◆ **SELECTED TEXT**:

________________

Regis Pecos '77

We must ask, what do we want future generations to inherit from us? Are the decisions we are making strengthening our core values or are the decisions we are making taking us further away from our core values?

In 1977, fully armed with my teaching certificate from Princeton University, I applied for a social studies teaching position at The Santa Fe Indian School. I was interviewed by a non-Indian administrator and was told, "get some experience and come back in a few years." Devastated, I walked away never attempting to apply again. In 1984, seven years later, I became the Chairman of the Santa Fe Indian School Board of Trustees, a position I held for 15 years. My first policy change - any Native American who applies with little to no experience would be a priority!  We needed to give young teachers, our own, a chance. This would become a school that would usher in a new era of self determination, a school focused on language and culture and the history of resilience and perseverance of the Pueblo people. It would be a fundamental shift from the assimilation agenda the federal government designed.

In 1987, the Santa Fe Indian School with its new vision and mission received the Department of Education's Excellence in Education Award and became the first Indian controlled school in the nation's history to receive such an award in a White House ceremony. Today,  it has one of the highest graduation rates in New Mexico (98%), one of the highest percentages of students pursuing higher education and at the peak of the Gates Millennium Scholarship Program, had the largest number annually, of Gates Millennium Scholars of any school in the state.

In 1997, President Bill Clinton appointed a former classmate Kevin Gover '78 as the Assistant Secretary of Indian Affairs, the highest ranking American Indian in the federal administration. Together, we were able to make a case before Congress, that the Santa Fe Indian School built in the 1890's was no longer safe for the students. By the end of the 1990's after a difficult congressional effort, the Santa Fe Indian School received congressional appropriations to become one of the single largest school construction projects in the history of the Bureau of Indian Affairs. Today, it is one of the state of the art schools in the state and nation.

In 2001, the culminating efforts that began in 1977, beginning with the first contract to take control of education as the new law intended, achieving national recognition as a school of education excellence, securing congressional appropriations to become one of the largest single school construction projects in the history of the BIA, the culminating piece to the strategic plan was executed in 2001 with congressional action to transfer the property to the Pueblo Nations for the ultimate ownership and achievement of complete education sovereignty.

________________

◆ **WHAT YOU WILL DO**:
**a)** Condense the paragraph beginning "In 1987, the Santa Fe Indian School" from the text on the Santa Fe Indian School into a shorter version that keeps its main facts.
**b)** In the text on the Santa Fe Indian School, swap "future generations" for "our descendants" and write out the stretch from "Regis Pecos '77" through "our core values?".

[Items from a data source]
________________

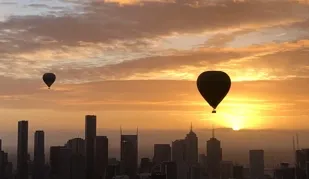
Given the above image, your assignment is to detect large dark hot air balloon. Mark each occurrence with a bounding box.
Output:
[43,73,56,89]
[197,71,231,113]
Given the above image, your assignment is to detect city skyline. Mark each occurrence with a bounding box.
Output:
[0,115,309,179]
[1,119,309,168]
[0,0,309,132]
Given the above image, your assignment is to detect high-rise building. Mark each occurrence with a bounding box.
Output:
[70,153,86,179]
[152,144,171,165]
[233,165,244,179]
[206,129,222,179]
[85,115,97,179]
[17,121,28,179]
[50,146,72,179]
[33,131,45,179]
[65,138,86,179]
[66,138,85,156]
[249,150,264,179]
[185,124,198,165]
[172,139,186,163]
[96,136,108,179]
[172,139,189,179]
[221,161,234,179]
[120,130,138,179]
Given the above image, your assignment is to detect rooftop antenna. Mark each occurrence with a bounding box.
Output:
[293,136,297,179]
[212,124,215,138]
[296,133,299,150]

________________

◆ **RESULTS BY TASK**:
**a)** In 1987, the Santa Fe Indian School received the Department of Education's Excellence in Education Award at a White House ceremony. It was the first Indian controlled school in the nation's history to win it. Today the school has one of New Mexico's highest graduation rates (98%) and one of the highest percentages of students going on to higher education. At the peak of the Gates Millennium Scholarship Program, it had the largest number of Gates Millennium Scholars each year of any school in the state.

**b)**
Regis Pecos '77

We must ask, what do we want our descendants to inherit from us? Are the decisions we are making strengthening our core values or are the decisions we are making taking us further away from our core values?